▶ WRITTEN INSTRUCTION: Render the rows below as a JSON list of strings, one string per line, skipping blank lines. Include every row, but leave out the pictures.

▶ DATA LISTING:
◇ ◇ ◇

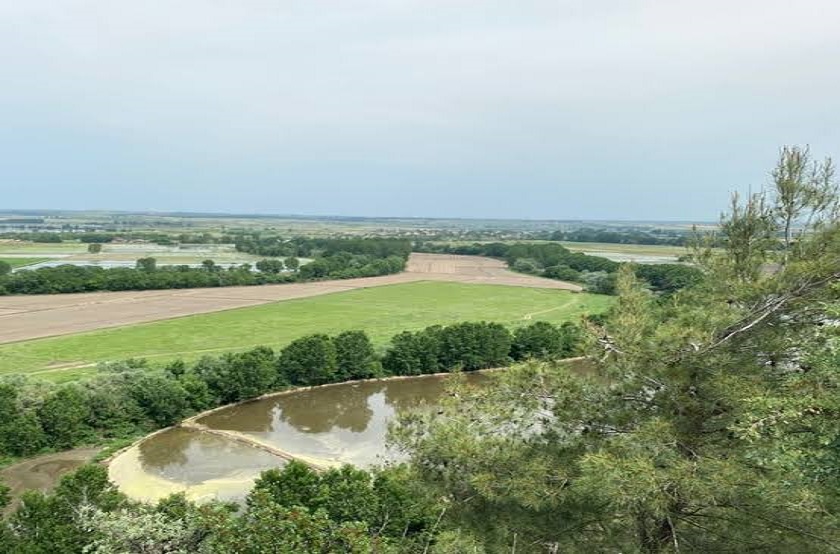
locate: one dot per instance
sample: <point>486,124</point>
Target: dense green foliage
<point>277,246</point>
<point>376,260</point>
<point>127,398</point>
<point>290,511</point>
<point>623,236</point>
<point>711,424</point>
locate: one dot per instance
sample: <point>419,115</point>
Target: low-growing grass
<point>380,311</point>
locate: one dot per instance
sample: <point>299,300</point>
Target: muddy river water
<point>219,455</point>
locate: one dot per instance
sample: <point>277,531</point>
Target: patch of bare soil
<point>29,317</point>
<point>43,473</point>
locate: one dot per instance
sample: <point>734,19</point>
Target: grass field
<point>381,311</point>
<point>20,262</point>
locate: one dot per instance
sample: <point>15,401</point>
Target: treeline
<point>73,278</point>
<point>148,276</point>
<point>289,511</point>
<point>105,237</point>
<point>557,262</point>
<point>274,245</point>
<point>628,236</point>
<point>127,398</point>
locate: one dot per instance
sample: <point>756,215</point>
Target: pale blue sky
<point>525,109</point>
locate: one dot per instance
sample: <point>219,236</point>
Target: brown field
<point>30,317</point>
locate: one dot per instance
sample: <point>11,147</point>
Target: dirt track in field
<point>30,317</point>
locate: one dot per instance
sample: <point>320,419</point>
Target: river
<point>218,455</point>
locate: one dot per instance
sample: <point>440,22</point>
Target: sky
<point>584,109</point>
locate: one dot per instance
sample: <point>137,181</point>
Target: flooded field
<point>43,472</point>
<point>324,426</point>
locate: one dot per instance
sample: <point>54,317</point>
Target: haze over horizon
<point>528,110</point>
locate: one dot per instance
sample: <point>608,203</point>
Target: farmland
<point>381,311</point>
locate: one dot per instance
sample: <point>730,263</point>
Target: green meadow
<point>380,311</point>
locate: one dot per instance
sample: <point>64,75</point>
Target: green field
<point>381,311</point>
<point>20,262</point>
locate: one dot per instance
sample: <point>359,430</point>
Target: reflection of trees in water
<point>322,410</point>
<point>165,449</point>
<point>251,417</point>
<point>411,393</point>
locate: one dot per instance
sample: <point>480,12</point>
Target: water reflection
<point>192,457</point>
<point>344,423</point>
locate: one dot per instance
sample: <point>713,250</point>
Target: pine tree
<point>712,425</point>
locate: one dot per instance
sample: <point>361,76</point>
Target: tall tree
<point>712,425</point>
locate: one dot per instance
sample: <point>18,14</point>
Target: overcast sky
<point>584,109</point>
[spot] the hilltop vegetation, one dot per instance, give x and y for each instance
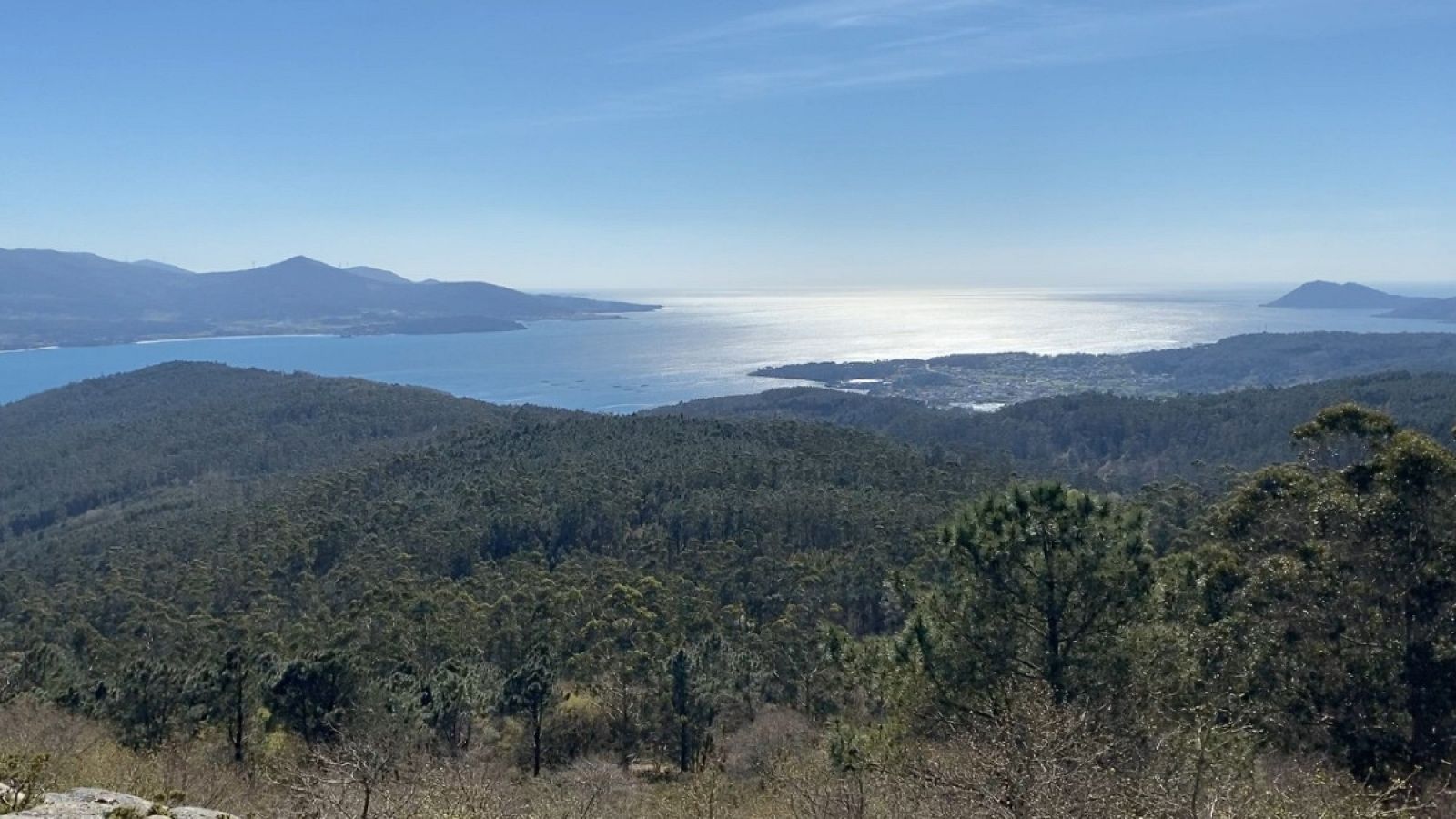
(371, 612)
(1107, 440)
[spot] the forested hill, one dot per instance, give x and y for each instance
(198, 430)
(1104, 439)
(380, 583)
(516, 504)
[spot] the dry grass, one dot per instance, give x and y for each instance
(1037, 763)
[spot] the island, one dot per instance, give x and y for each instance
(53, 298)
(1349, 296)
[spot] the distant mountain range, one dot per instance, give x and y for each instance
(1353, 296)
(51, 298)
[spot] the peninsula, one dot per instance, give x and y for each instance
(50, 298)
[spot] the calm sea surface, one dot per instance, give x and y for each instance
(705, 344)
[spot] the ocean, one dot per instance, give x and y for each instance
(705, 344)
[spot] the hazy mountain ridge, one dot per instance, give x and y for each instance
(1238, 361)
(1354, 296)
(51, 298)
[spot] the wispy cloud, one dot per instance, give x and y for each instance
(844, 44)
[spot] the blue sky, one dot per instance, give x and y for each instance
(723, 145)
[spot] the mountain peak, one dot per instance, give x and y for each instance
(1321, 295)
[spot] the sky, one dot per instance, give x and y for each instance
(727, 145)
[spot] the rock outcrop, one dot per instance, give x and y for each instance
(94, 804)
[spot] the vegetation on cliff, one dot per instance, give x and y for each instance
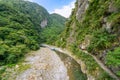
(20, 29)
(96, 31)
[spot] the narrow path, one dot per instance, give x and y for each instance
(45, 65)
(103, 66)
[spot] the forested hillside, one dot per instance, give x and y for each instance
(94, 27)
(21, 25)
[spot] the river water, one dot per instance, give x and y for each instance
(73, 68)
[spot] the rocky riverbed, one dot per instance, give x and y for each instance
(45, 65)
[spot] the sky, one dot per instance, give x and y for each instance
(62, 7)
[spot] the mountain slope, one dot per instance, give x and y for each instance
(21, 24)
(94, 27)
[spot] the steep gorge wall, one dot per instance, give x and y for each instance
(94, 26)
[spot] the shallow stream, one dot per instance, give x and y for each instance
(73, 68)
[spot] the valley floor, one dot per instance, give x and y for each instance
(45, 65)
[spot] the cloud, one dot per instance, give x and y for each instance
(65, 10)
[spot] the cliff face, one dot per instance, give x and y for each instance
(94, 27)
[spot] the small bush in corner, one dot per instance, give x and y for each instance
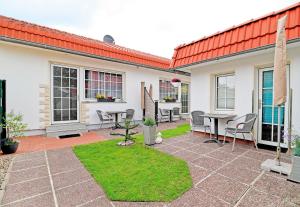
(149, 122)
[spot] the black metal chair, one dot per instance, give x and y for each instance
(104, 118)
(164, 115)
(129, 115)
(245, 127)
(198, 121)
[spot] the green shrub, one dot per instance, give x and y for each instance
(149, 122)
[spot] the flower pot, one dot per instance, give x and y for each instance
(149, 134)
(295, 171)
(176, 84)
(9, 148)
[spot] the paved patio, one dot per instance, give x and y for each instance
(220, 178)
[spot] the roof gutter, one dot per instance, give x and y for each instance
(185, 67)
(43, 46)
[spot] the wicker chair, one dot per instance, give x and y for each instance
(104, 118)
(198, 121)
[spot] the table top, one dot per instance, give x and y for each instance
(115, 112)
(220, 116)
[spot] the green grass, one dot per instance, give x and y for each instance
(178, 131)
(137, 172)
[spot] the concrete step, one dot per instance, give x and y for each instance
(57, 130)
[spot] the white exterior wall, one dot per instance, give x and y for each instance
(245, 68)
(26, 68)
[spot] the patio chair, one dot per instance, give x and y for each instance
(176, 113)
(245, 127)
(198, 120)
(104, 118)
(164, 115)
(129, 115)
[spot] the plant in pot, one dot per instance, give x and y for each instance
(14, 129)
(176, 82)
(149, 129)
(169, 99)
(100, 97)
(295, 170)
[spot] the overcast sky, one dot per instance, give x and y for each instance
(155, 26)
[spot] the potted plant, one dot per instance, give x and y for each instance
(169, 99)
(100, 97)
(295, 171)
(14, 129)
(176, 82)
(149, 129)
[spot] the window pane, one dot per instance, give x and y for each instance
(65, 115)
(73, 73)
(73, 115)
(57, 103)
(221, 103)
(65, 92)
(221, 92)
(65, 82)
(87, 74)
(57, 92)
(66, 72)
(230, 103)
(65, 103)
(56, 71)
(57, 81)
(73, 83)
(57, 115)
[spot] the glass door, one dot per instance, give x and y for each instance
(184, 98)
(64, 94)
(268, 113)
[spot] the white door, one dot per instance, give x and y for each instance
(64, 93)
(268, 113)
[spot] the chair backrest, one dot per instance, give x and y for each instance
(176, 111)
(164, 112)
(198, 118)
(129, 114)
(250, 121)
(99, 113)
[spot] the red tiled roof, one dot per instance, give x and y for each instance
(249, 35)
(20, 30)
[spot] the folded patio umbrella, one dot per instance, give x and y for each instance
(280, 74)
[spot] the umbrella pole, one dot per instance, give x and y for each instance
(278, 138)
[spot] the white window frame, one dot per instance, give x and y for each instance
(216, 93)
(162, 79)
(103, 71)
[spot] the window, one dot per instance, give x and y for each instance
(225, 91)
(184, 98)
(108, 84)
(166, 89)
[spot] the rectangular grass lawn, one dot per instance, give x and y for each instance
(175, 132)
(135, 173)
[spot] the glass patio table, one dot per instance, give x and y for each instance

◇ ◇ ◇

▶ COMPLETE OUTPUT:
[
  "locate: one dot per instance",
  "sample: <point>486,124</point>",
  "Target: dense green foliage",
  "<point>277,246</point>",
  "<point>376,260</point>",
  "<point>127,398</point>",
  "<point>290,511</point>",
  "<point>623,236</point>",
  "<point>711,424</point>",
  "locate: one dot per instance",
  "sample: <point>419,115</point>",
  "Target: low-growing grass",
  "<point>380,311</point>",
  "locate: one dot per instance",
  "sample: <point>299,300</point>",
  "Target: muddy river water",
  "<point>219,455</point>",
  "locate: one dot per instance",
  "sample: <point>277,531</point>",
  "Target: patch of bare soil",
  "<point>29,317</point>",
  "<point>43,473</point>",
  "locate: one dot per instance",
  "sample: <point>734,19</point>",
  "Target: grass field",
  "<point>381,311</point>",
  "<point>20,262</point>",
  "locate: one dot per instance",
  "sample: <point>15,401</point>",
  "Target: treeline",
  "<point>73,278</point>",
  "<point>148,276</point>",
  "<point>289,511</point>",
  "<point>105,237</point>",
  "<point>557,262</point>",
  "<point>274,245</point>",
  "<point>628,236</point>",
  "<point>127,398</point>",
  "locate: one dot per instance",
  "sample: <point>756,215</point>",
  "Target: pale blue sky",
  "<point>525,109</point>",
  "locate: one dot per instance",
  "sample: <point>219,236</point>",
  "Target: brown field",
  "<point>30,317</point>",
  "locate: one dot per instance",
  "sample: <point>11,147</point>",
  "Target: dirt track in field",
  "<point>30,317</point>",
  "locate: one dot per instance",
  "sample: <point>320,419</point>",
  "Target: river",
  "<point>218,455</point>",
  "locate: one dot per instance",
  "sample: <point>440,22</point>",
  "Target: sky",
  "<point>584,109</point>",
  "locate: one dot per instance",
  "sample: <point>137,181</point>",
  "Target: flooded field",
  "<point>43,472</point>",
  "<point>324,426</point>",
  "locate: one dot per instance",
  "sample: <point>54,317</point>",
  "Target: haze over horizon",
  "<point>528,110</point>",
  "locate: one dot per instance",
  "sample: <point>608,203</point>",
  "Target: farmland",
  "<point>381,311</point>",
  "locate: one dot per instance",
  "sample: <point>730,263</point>",
  "Target: green meadow",
  "<point>380,311</point>",
  "locate: one dot per instance",
  "sample: <point>64,75</point>",
  "Target: green field",
  "<point>381,311</point>",
  "<point>20,262</point>",
  "locate: one dot per instance",
  "sample: <point>359,430</point>",
  "Target: reflection of trees in water",
  "<point>322,410</point>",
  "<point>165,449</point>",
  "<point>251,417</point>",
  "<point>411,393</point>",
  "locate: one dot per instance",
  "sample: <point>480,12</point>",
  "Target: water reflection",
  "<point>192,457</point>",
  "<point>344,423</point>",
  "locate: one dot per instance",
  "sample: <point>713,250</point>",
  "Target: pine tree",
  "<point>712,425</point>",
  "locate: one dot per instance",
  "sample: <point>361,76</point>",
  "Target: tall tree",
  "<point>712,425</point>",
  "locate: one dot per instance",
  "sample: <point>18,14</point>",
  "Target: overcast sky",
  "<point>584,109</point>",
  "[spot] the hilltop vegetation, one dot per instance, give x and y for each instance",
  "(371, 612)",
  "(1107, 440)",
  "[spot] the forested hill, one dot per instance, give x and y for each instance",
  "(198, 430)",
  "(1104, 439)",
  "(380, 583)",
  "(516, 504)",
  "[spot] the dry grass, one dot per instance, give x and y for each instance",
  "(1037, 763)",
  "[spot] the island, one dot per instance, give x and y for each instance",
  "(53, 298)",
  "(1349, 296)",
  "[spot] the distant mountain range, one dot per instance, give x and y for each instance",
  "(1353, 296)",
  "(51, 298)",
  "[spot] the peninsula, one dot per instance, give x and y for each instance",
  "(50, 298)",
  "[spot] the calm sea surface, one dot per instance, give x and y for each instance",
  "(705, 344)",
  "[spot] the ocean, one dot per instance, give x and y for each instance",
  "(705, 344)",
  "[spot] the hazy mountain ridge, one dot per instance, give x and y for each instance",
  "(1238, 361)",
  "(1354, 296)",
  "(51, 298)",
  "[spot] the wispy cloud, one dot per instance, give x and y for each instance",
  "(844, 44)",
  "[spot] the blue sky, one dot per instance, give x and y for each instance",
  "(723, 145)",
  "[spot] the mountain peak, one dot per instance, give x and y for each instance",
  "(1321, 295)",
  "[spot] the sky, one dot per instance, give x and y for each instance",
  "(727, 145)",
  "[spot] the rock outcrop, one dot per instance, give x and y for each instance",
  "(94, 804)",
  "[spot] the vegetation on cliff, one dot per instance, give x and y for each instance",
  "(20, 29)",
  "(96, 31)",
  "[spot] the narrow path, one dot per instance, give x and y for each instance",
  "(45, 65)",
  "(103, 66)",
  "[spot] the forested hillside, one dot per instance, give x and y for each instance",
  "(94, 27)",
  "(21, 25)",
  "[spot] the river water, one dot per instance, give x and y for each instance",
  "(73, 68)",
  "[spot] the rocky riverbed, one dot per instance, give x and y for each instance",
  "(45, 65)",
  "[spot] the sky, one dot per instance, give x and y for each instance",
  "(62, 7)",
  "[spot] the mountain slope, one dot per instance, give x and y for each instance",
  "(21, 24)",
  "(94, 27)",
  "[spot] the steep gorge wall, one dot per instance, give x and y for each instance",
  "(94, 26)",
  "[spot] the shallow stream, one dot per instance, give x and y for each instance",
  "(73, 68)",
  "[spot] the valley floor, one dot per instance, give x and y for each instance",
  "(45, 65)",
  "[spot] the cloud, one dot per instance, give x and y for each instance",
  "(65, 10)",
  "[spot] the cliff face, one dot per instance, give x and y for each instance",
  "(94, 27)",
  "[spot] the small bush in corner, one dot per instance, give x and y for each instance",
  "(149, 122)",
  "[spot] the black metal chair, one dot per instance, give x and y for each instance",
  "(104, 118)",
  "(164, 115)",
  "(129, 115)",
  "(245, 127)",
  "(198, 121)",
  "[spot] the green shrub, one dot per instance, give x and y for each instance",
  "(149, 122)",
  "[spot] the flower pot, one dot per instance, give x and y for each instance",
  "(149, 134)",
  "(295, 171)",
  "(176, 84)",
  "(9, 148)",
  "[spot] the paved patio, one dot per instance, give x and y for each instance",
  "(220, 178)",
  "[spot] the roof gutter, one dot per instance, give x and y for each instance",
  "(185, 67)",
  "(43, 46)",
  "[spot] the wicker chair, one dot per instance, give x and y for each instance",
  "(104, 118)",
  "(198, 121)",
  "[spot] the table top, one dot per instance, give x and y for each instance",
  "(115, 112)",
  "(220, 116)",
  "[spot] the green grass, one dot per instance, give x and y for each instance",
  "(178, 131)",
  "(137, 172)",
  "[spot] the concrete step, one dot per instance, give x and y for each instance",
  "(57, 130)",
  "[spot] the white exterior wall, one dot per instance, give x and y for each instance",
  "(245, 68)",
  "(26, 68)",
  "[spot] the patio chair, one dot per instance, give x and y for each instance",
  "(176, 113)",
  "(245, 127)",
  "(198, 120)",
  "(104, 118)",
  "(164, 115)",
  "(129, 115)",
  "[spot] the plant in pot, one dot per instance, give x and y for each instance",
  "(14, 129)",
  "(176, 82)",
  "(149, 129)",
  "(169, 99)",
  "(100, 97)",
  "(295, 170)",
  "[spot] the overcast sky, one dot per instance, give x and y for each instance",
  "(155, 26)",
  "[spot] the potted plant, one dot per instance, give x and y for each instance",
  "(169, 99)",
  "(100, 97)",
  "(295, 171)",
  "(14, 129)",
  "(176, 82)",
  "(149, 129)",
  "[spot] the window pane, one dot per instance, give x and y for each instance",
  "(65, 115)",
  "(73, 73)",
  "(73, 115)",
  "(57, 103)",
  "(221, 103)",
  "(65, 92)",
  "(221, 92)",
  "(65, 82)",
  "(87, 74)",
  "(57, 92)",
  "(66, 72)",
  "(230, 103)",
  "(65, 103)",
  "(56, 71)",
  "(57, 81)",
  "(73, 83)",
  "(57, 115)",
  "[spot] the glass door, one dot per instance, give x and y for each instance",
  "(184, 98)",
  "(64, 94)",
  "(268, 113)",
  "[spot] the white door, one dot per instance, give x and y for each instance",
  "(64, 93)",
  "(268, 113)",
  "[spot] the chair backrest, one dot per instance, give x and y for each instance",
  "(176, 111)",
  "(164, 112)",
  "(198, 118)",
  "(129, 114)",
  "(250, 121)",
  "(99, 113)",
  "[spot] the red tiled roof, one dot per instance, give x and y for each instance",
  "(249, 35)",
  "(20, 30)",
  "[spot] the folded patio umbrella, one dot per instance, give x and y for each instance",
  "(280, 74)",
  "[spot] the umbrella pole, one dot per instance, give x and y for each instance",
  "(278, 138)",
  "[spot] the white window frame, one dot per instance, give x and y for each instance",
  "(216, 93)",
  "(162, 79)",
  "(103, 71)",
  "[spot] the window, one dot per instance, give x and y for each instance",
  "(225, 91)",
  "(184, 98)",
  "(108, 84)",
  "(166, 89)",
  "[spot] the rectangular grass lawn, one dot per instance, give x and y for each instance",
  "(175, 132)",
  "(135, 173)",
  "[spot] the glass patio table, one dot per instance, give x and y for each instance"
]